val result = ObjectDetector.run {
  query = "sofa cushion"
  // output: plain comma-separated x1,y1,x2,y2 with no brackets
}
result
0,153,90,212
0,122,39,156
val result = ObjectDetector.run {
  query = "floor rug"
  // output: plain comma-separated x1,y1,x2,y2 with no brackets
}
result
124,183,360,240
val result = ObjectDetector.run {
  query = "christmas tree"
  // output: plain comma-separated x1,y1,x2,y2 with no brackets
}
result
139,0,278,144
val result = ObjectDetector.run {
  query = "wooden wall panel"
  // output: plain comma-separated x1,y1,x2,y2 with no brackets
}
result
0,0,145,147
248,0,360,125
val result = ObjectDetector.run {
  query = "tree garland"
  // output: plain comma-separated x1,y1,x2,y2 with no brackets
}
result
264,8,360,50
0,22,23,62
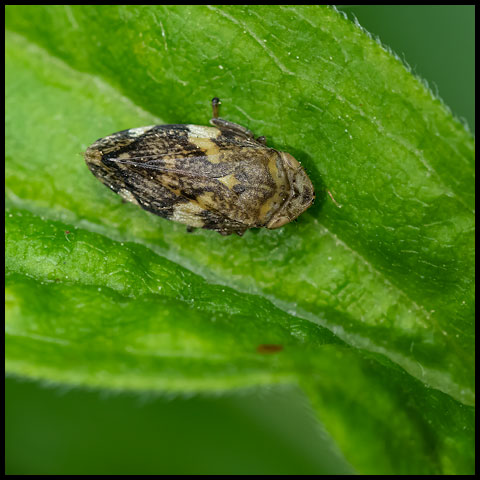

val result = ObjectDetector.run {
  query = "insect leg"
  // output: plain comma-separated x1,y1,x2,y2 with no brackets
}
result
210,97,254,139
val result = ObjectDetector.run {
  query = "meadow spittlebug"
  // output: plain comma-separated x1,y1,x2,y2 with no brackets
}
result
85,98,315,235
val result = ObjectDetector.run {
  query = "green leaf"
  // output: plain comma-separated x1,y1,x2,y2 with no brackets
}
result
5,6,474,474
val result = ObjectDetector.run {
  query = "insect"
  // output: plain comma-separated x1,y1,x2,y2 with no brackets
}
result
85,98,315,235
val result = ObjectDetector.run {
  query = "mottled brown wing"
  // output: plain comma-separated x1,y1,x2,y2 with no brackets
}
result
98,125,284,228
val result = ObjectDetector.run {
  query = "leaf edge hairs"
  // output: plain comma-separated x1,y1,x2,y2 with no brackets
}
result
85,98,315,235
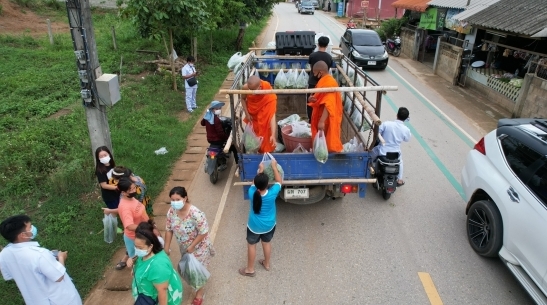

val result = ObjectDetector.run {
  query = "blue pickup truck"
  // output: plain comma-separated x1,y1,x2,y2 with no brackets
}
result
221,51,397,204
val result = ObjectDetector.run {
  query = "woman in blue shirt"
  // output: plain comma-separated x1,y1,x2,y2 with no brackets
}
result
239,160,283,277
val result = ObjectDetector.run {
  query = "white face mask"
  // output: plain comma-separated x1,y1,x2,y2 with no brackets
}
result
99,156,110,164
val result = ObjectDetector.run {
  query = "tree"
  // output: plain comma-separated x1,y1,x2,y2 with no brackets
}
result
118,0,213,90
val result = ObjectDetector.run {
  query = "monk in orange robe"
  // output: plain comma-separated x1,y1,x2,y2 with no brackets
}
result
241,75,277,153
308,61,344,152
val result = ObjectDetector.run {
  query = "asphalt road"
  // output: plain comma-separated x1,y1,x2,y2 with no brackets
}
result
190,3,532,305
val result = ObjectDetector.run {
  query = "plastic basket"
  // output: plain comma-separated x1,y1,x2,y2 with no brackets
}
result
281,125,313,153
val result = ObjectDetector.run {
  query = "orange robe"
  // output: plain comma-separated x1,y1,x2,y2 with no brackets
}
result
244,80,277,153
308,75,344,152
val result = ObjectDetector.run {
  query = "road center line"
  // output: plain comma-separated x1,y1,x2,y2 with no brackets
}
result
418,272,443,305
209,166,236,244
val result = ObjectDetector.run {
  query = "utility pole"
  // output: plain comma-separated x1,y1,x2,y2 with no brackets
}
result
66,0,112,159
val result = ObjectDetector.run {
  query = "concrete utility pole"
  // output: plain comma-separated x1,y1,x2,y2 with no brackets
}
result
66,0,112,155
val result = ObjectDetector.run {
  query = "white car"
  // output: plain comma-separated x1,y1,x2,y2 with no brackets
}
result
461,119,547,304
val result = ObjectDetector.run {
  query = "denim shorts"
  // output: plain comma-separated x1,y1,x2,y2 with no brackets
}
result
247,226,276,245
123,234,135,257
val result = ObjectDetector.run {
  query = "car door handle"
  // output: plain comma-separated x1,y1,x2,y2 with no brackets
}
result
507,186,520,203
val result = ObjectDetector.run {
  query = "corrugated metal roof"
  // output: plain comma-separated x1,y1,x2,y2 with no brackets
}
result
391,0,431,12
453,0,500,20
428,0,467,9
465,0,547,36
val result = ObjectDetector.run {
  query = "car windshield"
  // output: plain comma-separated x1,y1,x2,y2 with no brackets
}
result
353,34,382,46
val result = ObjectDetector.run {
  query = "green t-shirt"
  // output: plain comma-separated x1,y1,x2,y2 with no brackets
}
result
133,251,183,305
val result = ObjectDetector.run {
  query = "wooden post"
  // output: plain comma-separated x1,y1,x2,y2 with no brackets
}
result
110,26,118,50
47,19,53,44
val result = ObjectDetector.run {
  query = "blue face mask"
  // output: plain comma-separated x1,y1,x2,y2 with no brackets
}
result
171,200,184,210
135,247,152,257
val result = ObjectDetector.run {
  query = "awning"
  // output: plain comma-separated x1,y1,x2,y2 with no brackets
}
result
391,0,431,13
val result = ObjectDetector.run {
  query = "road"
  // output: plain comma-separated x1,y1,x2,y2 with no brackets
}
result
190,3,532,305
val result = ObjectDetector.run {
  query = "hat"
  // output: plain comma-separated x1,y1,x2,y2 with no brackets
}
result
209,101,225,109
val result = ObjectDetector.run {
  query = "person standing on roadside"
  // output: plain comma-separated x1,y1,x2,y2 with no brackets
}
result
180,56,198,113
306,36,333,122
0,215,82,305
95,146,120,214
238,160,283,277
165,186,215,305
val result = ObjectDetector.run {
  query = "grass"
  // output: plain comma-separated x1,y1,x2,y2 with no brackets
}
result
0,7,265,305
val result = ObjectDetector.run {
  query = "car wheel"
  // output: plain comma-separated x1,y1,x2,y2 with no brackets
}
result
467,200,503,257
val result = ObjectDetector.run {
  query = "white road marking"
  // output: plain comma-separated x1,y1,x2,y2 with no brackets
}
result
209,166,236,244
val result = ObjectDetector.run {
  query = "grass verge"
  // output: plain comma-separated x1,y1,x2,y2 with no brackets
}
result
0,7,266,305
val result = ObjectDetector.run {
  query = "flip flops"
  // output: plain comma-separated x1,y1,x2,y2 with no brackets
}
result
238,268,256,277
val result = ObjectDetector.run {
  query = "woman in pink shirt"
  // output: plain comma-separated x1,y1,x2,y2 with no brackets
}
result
116,177,148,269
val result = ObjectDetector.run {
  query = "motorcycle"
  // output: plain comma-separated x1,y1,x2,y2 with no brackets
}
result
204,117,232,184
385,36,401,57
373,152,401,200
346,19,357,30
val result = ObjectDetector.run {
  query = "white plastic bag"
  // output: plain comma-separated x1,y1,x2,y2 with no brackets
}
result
179,253,211,290
103,214,118,244
243,123,264,154
274,69,287,89
313,130,329,163
228,52,243,70
261,153,285,181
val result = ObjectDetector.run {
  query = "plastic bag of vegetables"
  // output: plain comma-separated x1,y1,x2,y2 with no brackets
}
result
261,153,285,181
274,69,287,89
178,253,211,290
313,130,329,163
243,123,264,154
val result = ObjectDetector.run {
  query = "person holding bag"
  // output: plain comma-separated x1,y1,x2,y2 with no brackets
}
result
180,56,198,113
132,222,183,305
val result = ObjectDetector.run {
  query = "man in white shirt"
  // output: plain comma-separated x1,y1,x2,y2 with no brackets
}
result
370,107,410,186
0,215,82,305
180,56,198,113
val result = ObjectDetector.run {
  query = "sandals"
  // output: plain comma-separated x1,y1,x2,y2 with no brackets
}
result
238,268,256,277
116,261,127,270
258,259,270,271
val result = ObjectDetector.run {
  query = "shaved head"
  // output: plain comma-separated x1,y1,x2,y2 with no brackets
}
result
313,60,329,73
247,75,260,90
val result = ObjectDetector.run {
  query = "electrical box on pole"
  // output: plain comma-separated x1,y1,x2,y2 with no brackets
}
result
66,0,114,160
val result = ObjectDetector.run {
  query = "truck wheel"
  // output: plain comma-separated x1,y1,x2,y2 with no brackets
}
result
467,200,503,257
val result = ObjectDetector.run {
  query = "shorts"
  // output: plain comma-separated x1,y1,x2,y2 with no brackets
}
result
104,198,120,209
247,226,276,245
123,234,135,257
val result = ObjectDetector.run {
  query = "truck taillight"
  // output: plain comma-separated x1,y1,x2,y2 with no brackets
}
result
473,137,486,156
340,184,357,194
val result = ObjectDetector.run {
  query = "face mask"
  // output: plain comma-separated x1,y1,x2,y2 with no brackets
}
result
26,225,38,239
171,200,184,210
135,247,148,257
99,156,110,164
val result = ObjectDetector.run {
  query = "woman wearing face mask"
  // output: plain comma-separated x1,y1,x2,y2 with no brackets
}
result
95,146,120,213
201,101,239,170
116,177,148,270
165,186,215,305
132,222,183,305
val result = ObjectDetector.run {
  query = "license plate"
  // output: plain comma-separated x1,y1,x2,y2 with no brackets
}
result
285,188,310,199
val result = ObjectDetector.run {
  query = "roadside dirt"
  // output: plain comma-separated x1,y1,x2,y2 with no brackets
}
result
0,0,69,36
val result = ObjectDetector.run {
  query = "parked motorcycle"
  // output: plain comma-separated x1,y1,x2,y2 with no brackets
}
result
204,117,232,184
385,36,401,57
373,152,401,200
346,19,357,30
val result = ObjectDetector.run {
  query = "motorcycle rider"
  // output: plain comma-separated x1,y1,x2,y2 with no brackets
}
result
201,101,239,171
370,107,410,186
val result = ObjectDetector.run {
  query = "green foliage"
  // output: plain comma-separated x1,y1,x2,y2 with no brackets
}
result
376,18,407,41
0,8,265,305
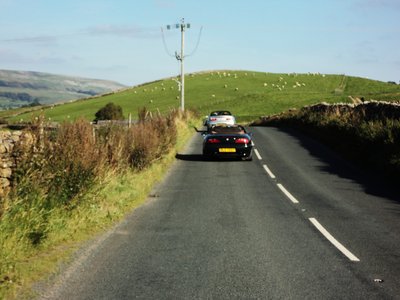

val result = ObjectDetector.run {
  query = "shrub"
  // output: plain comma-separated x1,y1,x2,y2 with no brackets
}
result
95,102,124,121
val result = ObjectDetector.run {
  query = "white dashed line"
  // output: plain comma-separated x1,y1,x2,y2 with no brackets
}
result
277,183,299,204
254,149,262,160
263,165,276,179
309,218,360,261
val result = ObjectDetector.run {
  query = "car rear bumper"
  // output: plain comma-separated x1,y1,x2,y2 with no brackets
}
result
203,146,253,158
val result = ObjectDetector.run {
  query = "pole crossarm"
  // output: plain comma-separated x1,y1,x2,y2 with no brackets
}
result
167,18,190,111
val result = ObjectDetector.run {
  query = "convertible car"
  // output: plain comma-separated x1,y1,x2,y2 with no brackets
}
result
204,110,236,130
203,125,253,160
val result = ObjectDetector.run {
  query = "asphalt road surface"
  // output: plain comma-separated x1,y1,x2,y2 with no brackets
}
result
43,127,400,299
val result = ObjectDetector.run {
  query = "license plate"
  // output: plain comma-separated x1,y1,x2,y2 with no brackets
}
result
218,148,236,153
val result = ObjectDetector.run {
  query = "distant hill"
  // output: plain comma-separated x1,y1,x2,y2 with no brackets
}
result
0,70,125,110
0,70,400,123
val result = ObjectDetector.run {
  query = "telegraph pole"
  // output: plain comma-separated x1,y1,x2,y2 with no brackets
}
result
167,18,190,111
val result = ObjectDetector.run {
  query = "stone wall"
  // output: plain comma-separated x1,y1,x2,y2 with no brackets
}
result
0,131,24,197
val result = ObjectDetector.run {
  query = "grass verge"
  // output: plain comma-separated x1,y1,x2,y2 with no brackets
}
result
0,115,199,299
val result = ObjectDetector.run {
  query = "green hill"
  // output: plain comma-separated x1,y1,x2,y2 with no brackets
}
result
0,70,125,110
0,71,400,122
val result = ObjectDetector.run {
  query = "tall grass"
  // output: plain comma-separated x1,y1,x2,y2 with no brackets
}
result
0,109,194,298
253,102,400,179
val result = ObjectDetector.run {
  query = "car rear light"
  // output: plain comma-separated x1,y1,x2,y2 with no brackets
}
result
235,138,250,144
207,138,221,144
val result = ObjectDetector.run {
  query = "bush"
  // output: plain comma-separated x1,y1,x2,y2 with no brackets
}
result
95,102,124,121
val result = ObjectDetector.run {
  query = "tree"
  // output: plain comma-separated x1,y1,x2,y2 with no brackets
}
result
95,102,124,121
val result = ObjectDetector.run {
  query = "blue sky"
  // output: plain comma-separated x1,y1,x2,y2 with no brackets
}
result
0,0,400,85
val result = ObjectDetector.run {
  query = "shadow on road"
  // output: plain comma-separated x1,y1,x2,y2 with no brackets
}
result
175,153,242,162
175,153,206,161
277,128,400,203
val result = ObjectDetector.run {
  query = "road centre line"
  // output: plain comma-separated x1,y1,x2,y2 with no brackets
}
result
254,149,262,160
309,218,360,262
277,183,299,204
263,165,276,179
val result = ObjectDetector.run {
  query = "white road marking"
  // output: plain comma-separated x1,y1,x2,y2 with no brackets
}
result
277,183,299,204
254,149,262,160
263,165,276,179
309,218,360,261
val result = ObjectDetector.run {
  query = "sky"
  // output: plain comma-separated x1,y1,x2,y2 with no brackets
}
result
0,0,400,85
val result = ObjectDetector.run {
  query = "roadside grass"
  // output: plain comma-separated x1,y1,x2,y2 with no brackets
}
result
0,113,200,299
3,70,400,122
252,102,400,182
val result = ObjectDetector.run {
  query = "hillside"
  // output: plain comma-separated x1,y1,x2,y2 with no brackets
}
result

___

Lay out as a numbered list, omitting blank lines, the lines running from the start of the records through the line containing "139,0,278,144", inclusive.

SOLUTION TO THE PROBLEM:
1. val result = ObjectDetector.run {
2.   query = "sofa cushion"
3.   // output: plain comma-separated x1,y1,x2,y2 with no brackets
4. }
5. result
6. 0,153,90,212
7. 0,122,39,156
8. val result = ObjectDetector.run {
9.   query = "floor rug"
10.   // output: plain comma-separated x1,y1,x2,y2 with no brackets
11. }
12. result
13. 124,183,360,240
14. val result = ObjectDetector.run {
15.   query = "christmas tree"
16.   // output: plain comma-separated x1,y1,x2,y2 with no brackets
17. }
18. result
19. 139,0,278,144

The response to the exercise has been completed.